WHAT IS NEEDED →
What lines below contain the word "child"? Please pull each one out.

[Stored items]
━━━━━━━━
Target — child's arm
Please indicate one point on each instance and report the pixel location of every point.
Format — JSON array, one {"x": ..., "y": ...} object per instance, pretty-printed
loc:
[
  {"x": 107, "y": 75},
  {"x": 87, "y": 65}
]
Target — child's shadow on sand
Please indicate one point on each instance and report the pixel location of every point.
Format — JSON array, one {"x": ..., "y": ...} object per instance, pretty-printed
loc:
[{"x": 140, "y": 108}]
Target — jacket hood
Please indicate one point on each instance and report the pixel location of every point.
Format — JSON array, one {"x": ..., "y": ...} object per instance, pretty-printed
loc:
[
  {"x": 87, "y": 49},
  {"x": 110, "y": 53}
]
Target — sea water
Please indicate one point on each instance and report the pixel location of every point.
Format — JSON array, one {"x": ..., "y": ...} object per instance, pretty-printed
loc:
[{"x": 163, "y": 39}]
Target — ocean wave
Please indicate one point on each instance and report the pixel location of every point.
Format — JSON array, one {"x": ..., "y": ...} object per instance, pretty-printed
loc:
━━━━━━━━
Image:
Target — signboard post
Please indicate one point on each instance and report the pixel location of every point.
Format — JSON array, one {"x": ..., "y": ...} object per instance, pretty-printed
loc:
━━━━━━━━
SOLUTION FOR THIS PROBLEM →
Target — child's arm
Target — child's shadow on sand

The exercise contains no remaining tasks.